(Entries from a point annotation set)
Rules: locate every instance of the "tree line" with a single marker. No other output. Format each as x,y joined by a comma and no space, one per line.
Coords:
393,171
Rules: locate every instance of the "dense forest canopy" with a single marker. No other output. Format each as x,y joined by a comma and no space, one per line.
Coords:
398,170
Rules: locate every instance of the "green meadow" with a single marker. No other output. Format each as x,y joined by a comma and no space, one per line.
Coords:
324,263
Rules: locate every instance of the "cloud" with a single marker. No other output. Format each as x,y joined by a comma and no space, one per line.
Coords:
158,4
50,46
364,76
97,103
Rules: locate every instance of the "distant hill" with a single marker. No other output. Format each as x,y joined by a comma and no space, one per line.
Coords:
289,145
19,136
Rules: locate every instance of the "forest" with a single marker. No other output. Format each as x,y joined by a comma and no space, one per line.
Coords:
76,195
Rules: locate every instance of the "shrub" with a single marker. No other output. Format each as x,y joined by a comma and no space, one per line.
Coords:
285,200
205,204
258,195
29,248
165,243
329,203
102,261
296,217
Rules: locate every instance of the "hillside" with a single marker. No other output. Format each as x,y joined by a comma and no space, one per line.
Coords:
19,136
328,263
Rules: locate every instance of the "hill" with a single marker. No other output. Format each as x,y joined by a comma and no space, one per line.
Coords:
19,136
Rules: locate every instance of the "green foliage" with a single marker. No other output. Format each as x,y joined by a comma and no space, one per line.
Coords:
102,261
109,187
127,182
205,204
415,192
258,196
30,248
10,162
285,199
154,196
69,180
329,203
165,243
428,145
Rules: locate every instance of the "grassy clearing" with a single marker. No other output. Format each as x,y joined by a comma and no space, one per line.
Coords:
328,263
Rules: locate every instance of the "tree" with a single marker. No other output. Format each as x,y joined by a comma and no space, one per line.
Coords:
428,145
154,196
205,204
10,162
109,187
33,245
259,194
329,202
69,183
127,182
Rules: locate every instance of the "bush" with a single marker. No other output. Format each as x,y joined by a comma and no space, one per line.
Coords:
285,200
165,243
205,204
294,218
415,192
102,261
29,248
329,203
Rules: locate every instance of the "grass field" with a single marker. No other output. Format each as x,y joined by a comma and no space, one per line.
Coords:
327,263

__EXERCISE DETAILS__
Write out every record, exactly as written.

__RESULT FOR THIS EXERCISE__
Rules: locate every instance of the "tree line" with a single marker. No other output. Format each as x,y joined by a comma and no space, one per line.
Coords:
393,171
Rules: locate every instance of the "dense forest canopy" with a single marker. No other output. Format each as x,y joined by a comma and no space, one per line.
Coords:
398,170
Rules: locate every instance of the "green meadow" with a single marker. No other output. Format each as x,y joined by a comma and no space, one per line.
Coords:
324,263
Rules: locate every instance of the "cloud" with a single marker. No other output. Format each as x,y joined by a comma and no space, one per line.
Coords:
158,4
50,46
364,76
97,103
Rules: locate every instance of the "distant hill" with a single marker. No other output. Format each as x,y joined by a comma and no space, one per line.
Coords:
289,145
19,136
Rules: locate every instance of the "forest" with a single marker. No other output. Format each as x,y joined by a comma and no space, one per line.
Coords:
76,195
Rules: locate every instance of the "shrub" with a single marker. No other output. Format each as x,y joined by a comma and no space, one per line.
Coords:
285,200
205,204
258,195
29,248
165,243
329,203
102,261
296,217
Rules: locate every instance of the "hillside" with a single marker. No other output. Format each as x,y joined by a comma and no space, one per line.
Coords:
19,136
328,263
Rules: locate every instance of the "hill" with a single marker. No other output. Format each as x,y joined by a comma and no space, one per line.
Coords:
19,136
Rules: locate every instance of the "green foliage" with a single marker. No other output. Format each as x,y joined by a comma and no space, one per line.
Coords:
102,261
109,187
127,182
205,204
415,192
258,196
30,248
10,162
285,199
154,196
69,180
329,203
165,243
428,145
Rules: locate every instance of the "grassy clearing" with a single marker. No other output. Format each as x,y joined by a comma and no space, one per line.
Coords:
328,263
Rules: locate every instance of the "tree" with a single marker. No other output. Format each as x,y joined by a comma and no space, one per line.
Coords:
428,145
154,196
205,204
10,162
109,187
33,245
259,194
329,202
69,183
127,182
Rules: locate every instance of the "bush" with a single marker. No other output. Format each as x,y joined by a comma and no space, one per line.
Coords:
285,200
165,243
205,204
294,218
415,192
102,261
29,248
329,203
Rules: locate every instance of the "grass field" with a single marker. No other output. Format each as x,y joined by a comma and no space, one per line.
Coords:
327,263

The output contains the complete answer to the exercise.